*What to do*. Count the lines in the rows below that contain the word "sign". Reply with only the number.

---- Data provided

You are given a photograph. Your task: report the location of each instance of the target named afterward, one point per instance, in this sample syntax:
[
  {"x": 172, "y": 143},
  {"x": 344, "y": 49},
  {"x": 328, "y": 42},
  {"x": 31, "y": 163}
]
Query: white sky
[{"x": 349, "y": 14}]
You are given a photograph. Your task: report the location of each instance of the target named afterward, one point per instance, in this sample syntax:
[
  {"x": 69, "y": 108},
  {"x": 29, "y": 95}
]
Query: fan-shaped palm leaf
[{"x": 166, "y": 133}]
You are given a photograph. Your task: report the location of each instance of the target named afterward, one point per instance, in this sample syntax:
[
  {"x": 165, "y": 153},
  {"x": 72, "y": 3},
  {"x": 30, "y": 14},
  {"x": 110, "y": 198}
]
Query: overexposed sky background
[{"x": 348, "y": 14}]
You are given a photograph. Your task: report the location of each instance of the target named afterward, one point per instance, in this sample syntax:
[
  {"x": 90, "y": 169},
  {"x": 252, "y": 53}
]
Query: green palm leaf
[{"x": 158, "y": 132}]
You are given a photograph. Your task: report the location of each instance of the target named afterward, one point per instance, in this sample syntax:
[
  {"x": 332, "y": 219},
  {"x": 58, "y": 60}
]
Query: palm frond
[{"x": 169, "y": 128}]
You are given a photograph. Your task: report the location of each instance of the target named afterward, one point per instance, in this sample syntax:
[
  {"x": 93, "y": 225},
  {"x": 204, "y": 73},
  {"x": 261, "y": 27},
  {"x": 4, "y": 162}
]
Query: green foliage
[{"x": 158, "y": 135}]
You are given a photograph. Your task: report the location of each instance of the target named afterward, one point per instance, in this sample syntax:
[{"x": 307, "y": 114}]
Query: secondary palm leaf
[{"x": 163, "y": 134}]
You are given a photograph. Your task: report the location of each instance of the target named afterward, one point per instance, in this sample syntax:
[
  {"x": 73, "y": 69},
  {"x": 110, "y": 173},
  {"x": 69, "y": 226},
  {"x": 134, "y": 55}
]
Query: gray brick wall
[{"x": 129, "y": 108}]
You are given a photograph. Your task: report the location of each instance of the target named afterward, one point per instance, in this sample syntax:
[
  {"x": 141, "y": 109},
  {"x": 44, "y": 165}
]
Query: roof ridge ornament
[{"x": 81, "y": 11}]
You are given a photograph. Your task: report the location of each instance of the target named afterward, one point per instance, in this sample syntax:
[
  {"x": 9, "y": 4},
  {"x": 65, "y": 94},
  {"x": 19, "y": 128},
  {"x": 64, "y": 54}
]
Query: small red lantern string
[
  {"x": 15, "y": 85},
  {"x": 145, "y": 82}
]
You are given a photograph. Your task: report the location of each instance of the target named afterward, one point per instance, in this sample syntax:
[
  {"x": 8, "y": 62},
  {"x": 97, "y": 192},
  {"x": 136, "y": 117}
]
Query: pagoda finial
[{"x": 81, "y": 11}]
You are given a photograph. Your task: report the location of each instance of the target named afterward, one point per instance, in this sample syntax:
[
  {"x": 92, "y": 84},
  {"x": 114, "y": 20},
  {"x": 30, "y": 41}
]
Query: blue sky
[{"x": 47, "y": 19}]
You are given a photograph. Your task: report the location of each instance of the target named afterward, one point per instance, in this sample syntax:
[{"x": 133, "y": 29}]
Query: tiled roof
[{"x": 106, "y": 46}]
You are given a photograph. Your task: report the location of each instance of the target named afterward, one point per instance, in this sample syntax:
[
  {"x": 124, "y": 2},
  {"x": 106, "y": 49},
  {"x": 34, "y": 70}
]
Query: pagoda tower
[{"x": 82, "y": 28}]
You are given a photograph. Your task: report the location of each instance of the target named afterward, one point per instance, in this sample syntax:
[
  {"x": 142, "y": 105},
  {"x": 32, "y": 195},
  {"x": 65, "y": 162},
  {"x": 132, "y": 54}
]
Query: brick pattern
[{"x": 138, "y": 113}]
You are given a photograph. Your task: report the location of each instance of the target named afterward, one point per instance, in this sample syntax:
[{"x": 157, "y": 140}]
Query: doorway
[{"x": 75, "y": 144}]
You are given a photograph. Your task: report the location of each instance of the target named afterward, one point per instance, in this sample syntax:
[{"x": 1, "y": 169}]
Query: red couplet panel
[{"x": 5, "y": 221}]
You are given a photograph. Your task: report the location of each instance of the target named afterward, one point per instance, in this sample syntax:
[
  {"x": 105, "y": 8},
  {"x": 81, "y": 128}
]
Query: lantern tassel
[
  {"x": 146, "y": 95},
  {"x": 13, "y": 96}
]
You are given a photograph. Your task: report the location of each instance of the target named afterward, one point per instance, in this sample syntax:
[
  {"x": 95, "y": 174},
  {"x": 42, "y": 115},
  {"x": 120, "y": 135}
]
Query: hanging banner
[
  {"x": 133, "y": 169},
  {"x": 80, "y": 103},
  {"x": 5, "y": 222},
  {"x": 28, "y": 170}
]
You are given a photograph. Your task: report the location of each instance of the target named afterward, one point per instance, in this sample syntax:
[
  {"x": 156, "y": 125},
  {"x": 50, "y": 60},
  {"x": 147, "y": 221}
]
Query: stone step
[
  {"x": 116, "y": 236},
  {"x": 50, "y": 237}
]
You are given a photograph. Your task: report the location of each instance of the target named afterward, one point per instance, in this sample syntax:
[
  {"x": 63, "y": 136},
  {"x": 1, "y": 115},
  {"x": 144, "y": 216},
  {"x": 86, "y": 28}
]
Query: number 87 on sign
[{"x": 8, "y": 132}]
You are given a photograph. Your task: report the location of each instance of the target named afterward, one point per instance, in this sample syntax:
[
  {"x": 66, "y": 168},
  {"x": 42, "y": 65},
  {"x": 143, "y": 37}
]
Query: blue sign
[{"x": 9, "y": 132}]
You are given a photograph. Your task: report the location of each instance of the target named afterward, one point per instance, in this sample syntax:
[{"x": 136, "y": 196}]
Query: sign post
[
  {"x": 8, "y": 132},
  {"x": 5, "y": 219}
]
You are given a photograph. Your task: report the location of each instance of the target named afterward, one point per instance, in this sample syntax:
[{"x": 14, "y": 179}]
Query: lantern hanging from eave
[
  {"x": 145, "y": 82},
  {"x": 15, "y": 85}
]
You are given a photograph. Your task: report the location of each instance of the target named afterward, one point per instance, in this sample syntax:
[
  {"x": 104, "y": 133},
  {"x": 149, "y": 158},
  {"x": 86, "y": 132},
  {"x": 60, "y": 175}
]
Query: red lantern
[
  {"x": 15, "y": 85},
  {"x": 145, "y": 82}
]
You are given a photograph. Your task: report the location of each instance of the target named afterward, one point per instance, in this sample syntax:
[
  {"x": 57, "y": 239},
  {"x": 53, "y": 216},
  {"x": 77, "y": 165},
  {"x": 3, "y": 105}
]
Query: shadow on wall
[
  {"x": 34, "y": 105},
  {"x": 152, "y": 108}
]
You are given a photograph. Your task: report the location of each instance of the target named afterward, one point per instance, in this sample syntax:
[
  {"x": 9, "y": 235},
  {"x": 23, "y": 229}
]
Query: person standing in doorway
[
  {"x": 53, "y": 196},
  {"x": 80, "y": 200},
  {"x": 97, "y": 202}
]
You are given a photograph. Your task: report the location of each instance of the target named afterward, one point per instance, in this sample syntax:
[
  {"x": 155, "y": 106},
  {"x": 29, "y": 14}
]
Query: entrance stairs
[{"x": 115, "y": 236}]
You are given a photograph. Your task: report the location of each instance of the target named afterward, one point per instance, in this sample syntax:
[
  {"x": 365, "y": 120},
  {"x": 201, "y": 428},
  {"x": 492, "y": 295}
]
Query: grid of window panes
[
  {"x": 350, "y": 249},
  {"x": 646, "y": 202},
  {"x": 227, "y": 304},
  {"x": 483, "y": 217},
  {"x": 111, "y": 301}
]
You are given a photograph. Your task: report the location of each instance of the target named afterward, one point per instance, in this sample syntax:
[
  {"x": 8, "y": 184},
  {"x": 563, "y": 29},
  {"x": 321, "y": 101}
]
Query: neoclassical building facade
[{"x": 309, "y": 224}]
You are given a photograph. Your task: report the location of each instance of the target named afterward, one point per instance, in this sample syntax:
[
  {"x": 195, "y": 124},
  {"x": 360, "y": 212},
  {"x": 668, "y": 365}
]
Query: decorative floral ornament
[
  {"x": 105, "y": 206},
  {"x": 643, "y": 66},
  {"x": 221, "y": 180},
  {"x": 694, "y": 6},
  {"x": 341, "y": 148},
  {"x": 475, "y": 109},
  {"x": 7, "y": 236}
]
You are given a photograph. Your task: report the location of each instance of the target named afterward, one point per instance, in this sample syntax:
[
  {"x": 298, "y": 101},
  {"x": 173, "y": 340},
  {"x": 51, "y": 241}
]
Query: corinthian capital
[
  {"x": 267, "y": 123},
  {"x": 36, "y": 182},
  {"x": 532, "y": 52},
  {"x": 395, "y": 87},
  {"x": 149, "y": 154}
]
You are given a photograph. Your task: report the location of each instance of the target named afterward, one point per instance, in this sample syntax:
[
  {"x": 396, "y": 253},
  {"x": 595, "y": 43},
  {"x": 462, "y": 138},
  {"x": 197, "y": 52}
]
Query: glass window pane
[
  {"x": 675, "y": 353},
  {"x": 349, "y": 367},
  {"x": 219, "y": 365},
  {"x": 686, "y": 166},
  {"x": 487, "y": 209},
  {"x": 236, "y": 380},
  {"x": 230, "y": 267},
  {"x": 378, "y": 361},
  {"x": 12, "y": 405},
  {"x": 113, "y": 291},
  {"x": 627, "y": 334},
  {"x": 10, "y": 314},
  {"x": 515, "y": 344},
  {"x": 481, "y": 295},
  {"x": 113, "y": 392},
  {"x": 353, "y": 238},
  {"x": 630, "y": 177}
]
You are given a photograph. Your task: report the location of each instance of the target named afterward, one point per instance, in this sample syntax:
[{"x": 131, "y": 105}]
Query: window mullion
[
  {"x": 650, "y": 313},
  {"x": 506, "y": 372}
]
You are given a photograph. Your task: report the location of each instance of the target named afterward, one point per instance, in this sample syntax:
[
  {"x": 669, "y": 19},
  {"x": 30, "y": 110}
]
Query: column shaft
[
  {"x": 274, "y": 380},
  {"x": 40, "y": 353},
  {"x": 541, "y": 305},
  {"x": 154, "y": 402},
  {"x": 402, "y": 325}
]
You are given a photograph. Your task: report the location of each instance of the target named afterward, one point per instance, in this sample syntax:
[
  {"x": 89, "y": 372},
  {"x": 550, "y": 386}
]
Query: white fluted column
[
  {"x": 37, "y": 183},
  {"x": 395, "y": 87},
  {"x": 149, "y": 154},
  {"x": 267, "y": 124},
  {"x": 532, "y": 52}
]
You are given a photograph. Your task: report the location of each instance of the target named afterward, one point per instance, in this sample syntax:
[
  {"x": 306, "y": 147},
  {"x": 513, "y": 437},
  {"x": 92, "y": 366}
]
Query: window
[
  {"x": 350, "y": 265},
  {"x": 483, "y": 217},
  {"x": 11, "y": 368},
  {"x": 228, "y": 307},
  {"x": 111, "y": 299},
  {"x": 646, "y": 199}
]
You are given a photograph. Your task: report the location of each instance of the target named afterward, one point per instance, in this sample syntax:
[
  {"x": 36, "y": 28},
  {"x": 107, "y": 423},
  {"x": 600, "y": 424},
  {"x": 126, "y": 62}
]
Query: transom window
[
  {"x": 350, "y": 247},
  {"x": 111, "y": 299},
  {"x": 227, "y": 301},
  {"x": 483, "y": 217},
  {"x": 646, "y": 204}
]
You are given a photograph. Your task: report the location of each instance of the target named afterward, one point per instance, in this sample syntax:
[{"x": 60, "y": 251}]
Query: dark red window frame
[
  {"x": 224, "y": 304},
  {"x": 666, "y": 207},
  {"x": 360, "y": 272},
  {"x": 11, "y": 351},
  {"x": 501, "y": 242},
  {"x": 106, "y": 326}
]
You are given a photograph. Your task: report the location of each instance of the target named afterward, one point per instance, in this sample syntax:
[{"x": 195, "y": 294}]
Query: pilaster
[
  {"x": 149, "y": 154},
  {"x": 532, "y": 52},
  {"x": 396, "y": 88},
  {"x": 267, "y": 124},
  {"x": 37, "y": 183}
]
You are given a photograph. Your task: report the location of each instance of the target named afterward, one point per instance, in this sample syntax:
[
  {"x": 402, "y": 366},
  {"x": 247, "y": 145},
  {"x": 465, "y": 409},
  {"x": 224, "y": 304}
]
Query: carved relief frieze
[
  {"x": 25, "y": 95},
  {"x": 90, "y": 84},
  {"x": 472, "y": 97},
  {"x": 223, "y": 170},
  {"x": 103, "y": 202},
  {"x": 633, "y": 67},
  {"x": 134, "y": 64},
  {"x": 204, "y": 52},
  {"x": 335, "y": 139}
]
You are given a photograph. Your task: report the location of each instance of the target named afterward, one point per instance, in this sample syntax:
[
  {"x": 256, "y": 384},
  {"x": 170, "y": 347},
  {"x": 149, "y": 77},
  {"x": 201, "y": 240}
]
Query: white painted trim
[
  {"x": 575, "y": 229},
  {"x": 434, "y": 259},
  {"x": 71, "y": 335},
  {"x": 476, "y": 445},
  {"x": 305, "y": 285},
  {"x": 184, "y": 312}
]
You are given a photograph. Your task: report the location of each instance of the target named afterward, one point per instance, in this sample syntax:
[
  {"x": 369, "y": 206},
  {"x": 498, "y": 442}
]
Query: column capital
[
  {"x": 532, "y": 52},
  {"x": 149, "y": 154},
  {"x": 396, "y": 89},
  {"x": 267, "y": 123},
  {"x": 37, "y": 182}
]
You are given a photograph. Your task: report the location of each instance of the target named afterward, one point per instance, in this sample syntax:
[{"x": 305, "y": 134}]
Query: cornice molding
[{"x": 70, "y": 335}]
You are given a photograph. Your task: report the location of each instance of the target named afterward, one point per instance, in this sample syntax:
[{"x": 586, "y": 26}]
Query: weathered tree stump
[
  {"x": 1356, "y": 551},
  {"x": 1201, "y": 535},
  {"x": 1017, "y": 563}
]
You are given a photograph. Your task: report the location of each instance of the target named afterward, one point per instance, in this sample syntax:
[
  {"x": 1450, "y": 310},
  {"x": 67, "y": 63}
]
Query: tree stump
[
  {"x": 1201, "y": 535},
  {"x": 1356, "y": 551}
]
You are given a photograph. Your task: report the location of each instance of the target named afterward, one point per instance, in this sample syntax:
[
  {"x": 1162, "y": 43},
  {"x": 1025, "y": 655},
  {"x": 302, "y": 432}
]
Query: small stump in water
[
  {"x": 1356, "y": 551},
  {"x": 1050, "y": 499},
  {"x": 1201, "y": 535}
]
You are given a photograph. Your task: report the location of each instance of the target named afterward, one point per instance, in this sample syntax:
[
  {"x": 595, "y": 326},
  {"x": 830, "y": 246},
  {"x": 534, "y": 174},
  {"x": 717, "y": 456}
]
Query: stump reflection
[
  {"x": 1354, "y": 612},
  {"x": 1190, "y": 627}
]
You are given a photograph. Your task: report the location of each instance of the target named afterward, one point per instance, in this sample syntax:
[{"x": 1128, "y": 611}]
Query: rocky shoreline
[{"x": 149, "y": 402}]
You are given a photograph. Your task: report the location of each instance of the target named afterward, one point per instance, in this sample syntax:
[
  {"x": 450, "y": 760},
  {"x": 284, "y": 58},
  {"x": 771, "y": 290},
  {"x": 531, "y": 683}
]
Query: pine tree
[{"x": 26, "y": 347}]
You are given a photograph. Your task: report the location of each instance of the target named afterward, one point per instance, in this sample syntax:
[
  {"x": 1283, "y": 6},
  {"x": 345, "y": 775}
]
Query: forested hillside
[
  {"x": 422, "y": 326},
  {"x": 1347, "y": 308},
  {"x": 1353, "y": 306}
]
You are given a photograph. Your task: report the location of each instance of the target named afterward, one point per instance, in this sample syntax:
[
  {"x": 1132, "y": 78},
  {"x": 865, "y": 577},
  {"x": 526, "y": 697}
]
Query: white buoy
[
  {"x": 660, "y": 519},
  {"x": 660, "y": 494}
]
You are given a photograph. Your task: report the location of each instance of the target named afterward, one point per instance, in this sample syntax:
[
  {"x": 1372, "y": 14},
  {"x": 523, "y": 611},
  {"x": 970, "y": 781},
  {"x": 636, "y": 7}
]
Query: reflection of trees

--------

*Reply*. 3